SELECTED EXTRACT ::
Fast forward to a couple of years ago, when I signed up for installing hardwood floors in our home. Friends had said that it wasn't as hard as it looked, and the staggering quotes from contractors provided the incentive for forging ahead, despite my ignorance.
After buying the tools and digesting the instructions, I started on the first room. My first attempt was a hilarious escapade, which resembled a horizontal variant of Jenga more than anything that you could describe as "home improvement." After taking a break for a few days, I figured out where the project had gone wrong, made adjustments, and finished the room.

EXCERPTED RECORDS ::
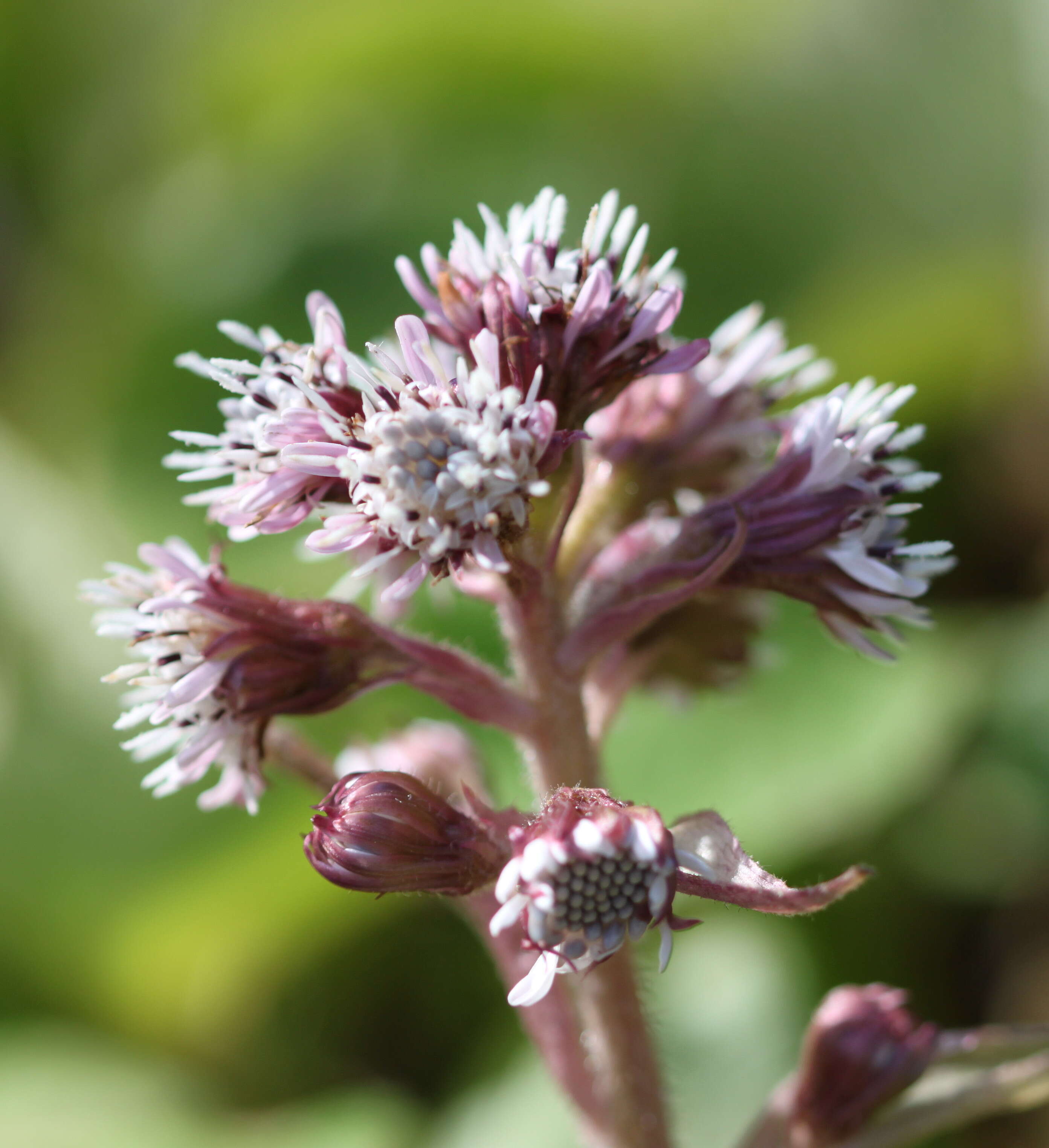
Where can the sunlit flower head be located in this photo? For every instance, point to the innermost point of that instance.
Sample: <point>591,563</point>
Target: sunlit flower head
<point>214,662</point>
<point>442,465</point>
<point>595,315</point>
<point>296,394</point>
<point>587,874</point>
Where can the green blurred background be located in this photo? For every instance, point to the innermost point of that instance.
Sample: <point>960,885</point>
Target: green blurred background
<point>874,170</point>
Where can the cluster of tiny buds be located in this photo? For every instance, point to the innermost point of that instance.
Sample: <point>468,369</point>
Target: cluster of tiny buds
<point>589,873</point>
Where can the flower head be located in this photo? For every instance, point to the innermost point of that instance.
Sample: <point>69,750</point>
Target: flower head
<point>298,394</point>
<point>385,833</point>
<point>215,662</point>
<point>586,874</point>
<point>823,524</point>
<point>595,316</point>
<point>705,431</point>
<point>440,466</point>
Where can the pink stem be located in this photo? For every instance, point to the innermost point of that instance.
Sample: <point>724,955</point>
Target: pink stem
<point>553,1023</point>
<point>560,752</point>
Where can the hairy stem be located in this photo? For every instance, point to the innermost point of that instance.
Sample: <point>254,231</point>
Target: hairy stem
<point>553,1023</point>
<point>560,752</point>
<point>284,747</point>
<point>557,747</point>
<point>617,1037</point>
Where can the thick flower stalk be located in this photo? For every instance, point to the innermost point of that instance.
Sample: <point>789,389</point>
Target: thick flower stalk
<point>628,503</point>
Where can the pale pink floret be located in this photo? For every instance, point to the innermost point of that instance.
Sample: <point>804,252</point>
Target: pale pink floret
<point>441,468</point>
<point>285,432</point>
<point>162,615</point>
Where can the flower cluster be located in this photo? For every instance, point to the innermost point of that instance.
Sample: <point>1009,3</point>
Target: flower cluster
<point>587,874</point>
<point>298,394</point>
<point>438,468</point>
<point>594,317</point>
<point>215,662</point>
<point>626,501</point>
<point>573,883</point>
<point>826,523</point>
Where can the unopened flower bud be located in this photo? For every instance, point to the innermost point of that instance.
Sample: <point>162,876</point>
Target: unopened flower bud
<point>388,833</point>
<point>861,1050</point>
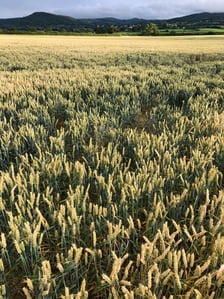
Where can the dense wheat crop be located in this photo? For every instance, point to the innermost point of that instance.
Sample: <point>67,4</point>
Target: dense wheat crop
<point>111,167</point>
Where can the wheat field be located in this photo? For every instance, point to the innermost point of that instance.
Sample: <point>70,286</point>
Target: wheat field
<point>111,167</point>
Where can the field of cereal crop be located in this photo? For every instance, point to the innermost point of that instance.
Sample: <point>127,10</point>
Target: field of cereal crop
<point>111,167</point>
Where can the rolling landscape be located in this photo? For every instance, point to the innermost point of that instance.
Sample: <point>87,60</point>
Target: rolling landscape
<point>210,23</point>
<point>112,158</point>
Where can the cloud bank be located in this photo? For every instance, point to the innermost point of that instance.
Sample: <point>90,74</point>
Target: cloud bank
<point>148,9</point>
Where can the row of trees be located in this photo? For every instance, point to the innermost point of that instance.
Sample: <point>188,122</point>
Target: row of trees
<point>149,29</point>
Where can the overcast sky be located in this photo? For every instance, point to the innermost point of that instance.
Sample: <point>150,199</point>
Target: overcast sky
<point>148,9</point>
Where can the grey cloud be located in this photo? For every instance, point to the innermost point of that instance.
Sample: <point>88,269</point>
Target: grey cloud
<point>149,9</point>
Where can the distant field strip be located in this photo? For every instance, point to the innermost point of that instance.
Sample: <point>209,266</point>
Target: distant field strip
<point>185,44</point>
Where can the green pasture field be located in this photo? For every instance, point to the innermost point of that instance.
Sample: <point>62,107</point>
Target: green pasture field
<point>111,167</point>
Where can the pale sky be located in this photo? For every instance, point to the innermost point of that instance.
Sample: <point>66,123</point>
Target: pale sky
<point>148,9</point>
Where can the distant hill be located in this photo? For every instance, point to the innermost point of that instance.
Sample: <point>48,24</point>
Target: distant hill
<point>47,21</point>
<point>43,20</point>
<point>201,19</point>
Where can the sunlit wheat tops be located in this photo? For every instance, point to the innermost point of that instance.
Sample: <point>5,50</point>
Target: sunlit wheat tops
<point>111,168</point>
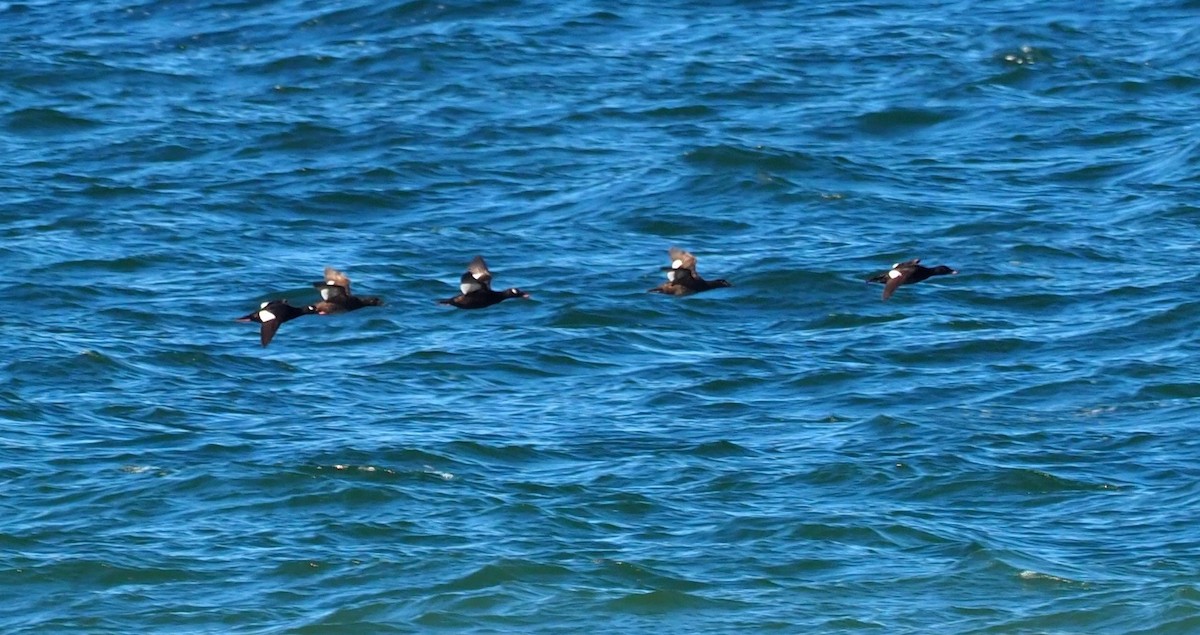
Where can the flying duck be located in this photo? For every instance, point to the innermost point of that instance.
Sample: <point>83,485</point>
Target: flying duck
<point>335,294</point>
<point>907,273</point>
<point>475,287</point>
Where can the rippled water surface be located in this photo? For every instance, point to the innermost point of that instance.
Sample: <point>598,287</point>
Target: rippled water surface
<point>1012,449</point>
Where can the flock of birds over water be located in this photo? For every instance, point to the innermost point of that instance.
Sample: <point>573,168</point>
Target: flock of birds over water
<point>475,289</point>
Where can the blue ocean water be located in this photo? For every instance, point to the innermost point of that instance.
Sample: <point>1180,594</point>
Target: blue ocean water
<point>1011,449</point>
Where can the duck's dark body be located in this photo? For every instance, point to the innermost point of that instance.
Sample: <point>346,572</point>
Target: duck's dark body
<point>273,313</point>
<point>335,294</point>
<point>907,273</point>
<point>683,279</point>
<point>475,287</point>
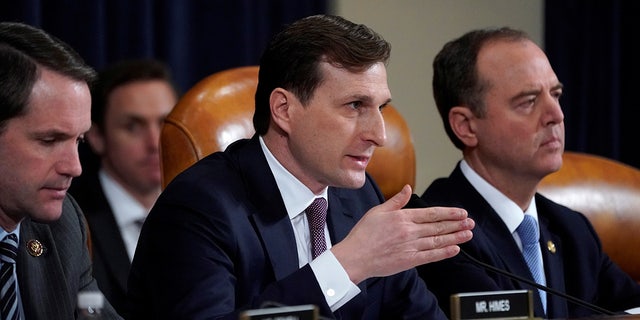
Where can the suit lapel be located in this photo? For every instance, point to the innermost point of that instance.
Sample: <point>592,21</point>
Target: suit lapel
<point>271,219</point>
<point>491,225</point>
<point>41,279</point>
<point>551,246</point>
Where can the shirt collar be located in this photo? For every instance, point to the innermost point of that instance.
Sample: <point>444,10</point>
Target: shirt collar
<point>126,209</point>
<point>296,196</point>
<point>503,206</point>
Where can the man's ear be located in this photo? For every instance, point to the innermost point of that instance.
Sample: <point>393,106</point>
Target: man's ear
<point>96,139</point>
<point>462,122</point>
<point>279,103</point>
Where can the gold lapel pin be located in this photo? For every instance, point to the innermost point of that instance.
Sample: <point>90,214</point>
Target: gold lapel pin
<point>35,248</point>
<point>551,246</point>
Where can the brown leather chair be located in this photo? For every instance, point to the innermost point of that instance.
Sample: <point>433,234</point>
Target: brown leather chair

TASKS TO CARRY OUT ::
1. Summarize the passage about installing hardwood floors in two sentences.
2. Resume the passage about installing hardwood floors, starting right after its final sentence.
The records play no part in the tasks.

RESPONSES FOR EACH TASK ::
1. A couple of years ago, the writer decided to install hardwood floors at home, encouraged by friends who said it wasn't as hard as it looked and by the staggering quotes from contractors. The first attempt in the first room went badly, but after a break of a few days the writer figured out what had gone wrong, made adjustments, and finished the room.

2.
My initial failure was the result of techniques, not tools. Although I started with a modest toolkit, I quickly made a couple of critical additions, such as the +5 Compound Miter Saw of Ultimate Puissance. Unfortunately, the instructions, such as they were, rendered my choice of tools moot. Not only were they incomplete, but the instructions didn't address some of the unexpected issues I faced. For example, what happens when walls do not always meet at an exact 90 degrees? Other challenges required some best practices guidance, instead of the sort of generic instruction you get from a manual or video. What's the best way of ensuring, once you've covered the rest of the floor, that there won't be an unexpected dip, however slight, at some point where the floor runs under the baseboards? (Something that you might not notice until you install the baseboards.)
To Get Started, You Need A Toolkit, Instructions, And…?
Whenever I see the word "toolkit," I'm reminded of experiences like these. The latest product management reference, The Product Manager's Toolkit by Gabriel Steinhardt, is exactly what the title implies, a collection of tools, primarily templates, that you could use to accomplish various tasks. Building a road map? You might use the template on page 159. Lack a clear value proposition that distinguishes you from the competition? The template on page 233 might help.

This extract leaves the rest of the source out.